::: Data extracts

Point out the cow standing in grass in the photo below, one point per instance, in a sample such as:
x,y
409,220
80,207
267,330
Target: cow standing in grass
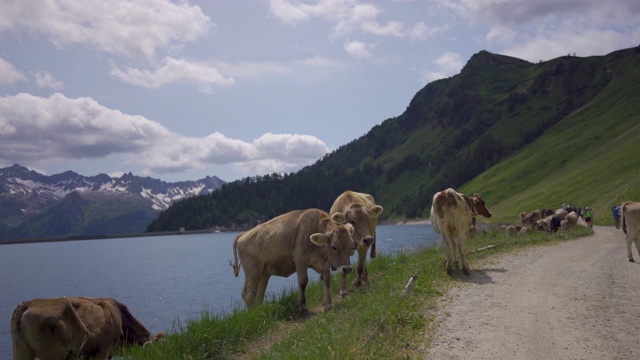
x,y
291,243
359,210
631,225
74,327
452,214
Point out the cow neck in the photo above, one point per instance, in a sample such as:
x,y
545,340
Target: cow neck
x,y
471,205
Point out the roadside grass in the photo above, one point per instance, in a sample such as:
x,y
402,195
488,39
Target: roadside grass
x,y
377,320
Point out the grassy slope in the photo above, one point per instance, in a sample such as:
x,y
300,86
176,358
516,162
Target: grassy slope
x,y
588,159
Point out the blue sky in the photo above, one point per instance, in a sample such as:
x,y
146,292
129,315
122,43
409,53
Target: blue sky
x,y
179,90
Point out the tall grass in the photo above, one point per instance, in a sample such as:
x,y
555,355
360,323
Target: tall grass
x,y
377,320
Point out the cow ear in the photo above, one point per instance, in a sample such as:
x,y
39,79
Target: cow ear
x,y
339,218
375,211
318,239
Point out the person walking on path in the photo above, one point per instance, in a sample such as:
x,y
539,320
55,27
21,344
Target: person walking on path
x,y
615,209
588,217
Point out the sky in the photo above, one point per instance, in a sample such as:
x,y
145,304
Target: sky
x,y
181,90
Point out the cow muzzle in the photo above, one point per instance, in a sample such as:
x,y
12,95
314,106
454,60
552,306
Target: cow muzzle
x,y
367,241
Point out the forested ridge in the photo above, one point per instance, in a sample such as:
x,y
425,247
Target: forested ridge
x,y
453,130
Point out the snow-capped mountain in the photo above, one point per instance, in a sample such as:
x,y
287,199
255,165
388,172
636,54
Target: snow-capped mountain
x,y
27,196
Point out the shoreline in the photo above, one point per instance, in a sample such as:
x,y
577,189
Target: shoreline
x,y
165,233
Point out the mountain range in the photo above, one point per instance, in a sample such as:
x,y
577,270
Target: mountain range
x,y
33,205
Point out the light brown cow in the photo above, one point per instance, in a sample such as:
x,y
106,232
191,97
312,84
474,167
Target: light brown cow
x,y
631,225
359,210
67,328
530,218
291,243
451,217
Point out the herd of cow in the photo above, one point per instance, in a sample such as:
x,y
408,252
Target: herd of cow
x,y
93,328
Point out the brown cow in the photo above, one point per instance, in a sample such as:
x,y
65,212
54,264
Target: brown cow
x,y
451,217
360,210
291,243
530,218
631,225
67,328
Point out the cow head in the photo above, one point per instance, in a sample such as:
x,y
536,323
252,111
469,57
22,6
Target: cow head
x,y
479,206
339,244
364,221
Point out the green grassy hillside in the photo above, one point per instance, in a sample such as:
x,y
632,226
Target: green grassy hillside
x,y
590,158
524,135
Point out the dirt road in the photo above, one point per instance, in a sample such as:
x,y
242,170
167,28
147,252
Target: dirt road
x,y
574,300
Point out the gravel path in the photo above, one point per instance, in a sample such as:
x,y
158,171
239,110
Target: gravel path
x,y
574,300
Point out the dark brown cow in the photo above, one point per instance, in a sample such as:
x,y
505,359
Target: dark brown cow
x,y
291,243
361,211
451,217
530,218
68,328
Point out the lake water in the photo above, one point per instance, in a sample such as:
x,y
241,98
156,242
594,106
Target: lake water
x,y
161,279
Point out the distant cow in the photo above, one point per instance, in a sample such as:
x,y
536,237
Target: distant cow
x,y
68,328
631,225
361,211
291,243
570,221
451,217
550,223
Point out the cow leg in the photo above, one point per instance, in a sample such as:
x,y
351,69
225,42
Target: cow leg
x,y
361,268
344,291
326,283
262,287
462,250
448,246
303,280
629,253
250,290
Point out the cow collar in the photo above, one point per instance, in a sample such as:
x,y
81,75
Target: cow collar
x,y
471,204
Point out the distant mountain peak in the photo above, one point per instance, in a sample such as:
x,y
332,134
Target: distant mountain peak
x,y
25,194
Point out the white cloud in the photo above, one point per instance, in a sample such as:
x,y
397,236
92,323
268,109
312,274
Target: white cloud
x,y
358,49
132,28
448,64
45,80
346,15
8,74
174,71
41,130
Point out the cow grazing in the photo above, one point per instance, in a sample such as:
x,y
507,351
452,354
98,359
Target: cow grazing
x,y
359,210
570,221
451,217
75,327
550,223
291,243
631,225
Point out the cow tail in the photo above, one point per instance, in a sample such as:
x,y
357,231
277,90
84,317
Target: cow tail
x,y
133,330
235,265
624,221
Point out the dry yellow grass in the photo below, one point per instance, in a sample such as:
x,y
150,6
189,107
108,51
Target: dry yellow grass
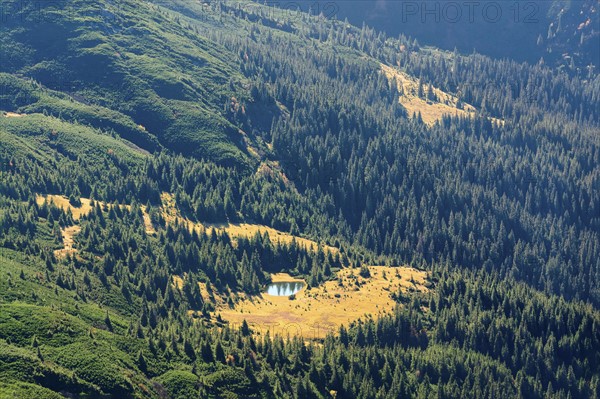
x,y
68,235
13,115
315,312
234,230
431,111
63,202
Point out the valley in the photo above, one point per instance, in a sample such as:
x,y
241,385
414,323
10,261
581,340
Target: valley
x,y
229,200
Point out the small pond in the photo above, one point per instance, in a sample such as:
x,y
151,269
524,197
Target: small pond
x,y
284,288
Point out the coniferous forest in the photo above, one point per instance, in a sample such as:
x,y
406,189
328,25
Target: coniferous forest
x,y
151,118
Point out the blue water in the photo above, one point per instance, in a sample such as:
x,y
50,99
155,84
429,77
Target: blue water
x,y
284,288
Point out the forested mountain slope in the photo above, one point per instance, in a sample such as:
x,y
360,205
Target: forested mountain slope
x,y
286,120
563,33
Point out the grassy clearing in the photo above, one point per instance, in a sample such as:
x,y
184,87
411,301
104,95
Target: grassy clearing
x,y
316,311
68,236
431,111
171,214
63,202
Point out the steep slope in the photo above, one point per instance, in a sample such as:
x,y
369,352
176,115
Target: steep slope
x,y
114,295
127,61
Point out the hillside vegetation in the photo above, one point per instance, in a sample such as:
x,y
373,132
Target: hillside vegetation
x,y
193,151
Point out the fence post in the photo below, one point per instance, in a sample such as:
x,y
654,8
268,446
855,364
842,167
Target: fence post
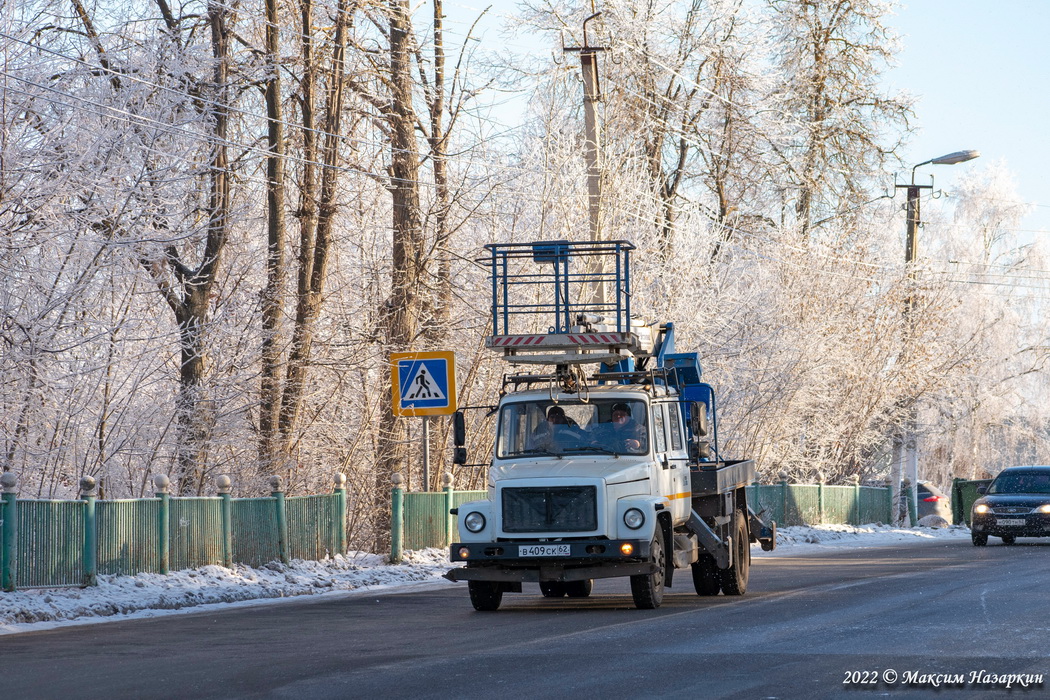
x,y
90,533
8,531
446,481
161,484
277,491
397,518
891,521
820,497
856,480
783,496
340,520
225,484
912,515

::::::

How to complete this task
Among the lines of the material above, find those with the word "below". Copy each one.

Completed exercise
Point out the cow standing in grass in the photo below, one point per instance, in a sample such as:
Point out the dry yellow grass in the photo below, one point per instance, in a sample such as:
Point out the fence post in the photo below, one point per instance, in a sample such as:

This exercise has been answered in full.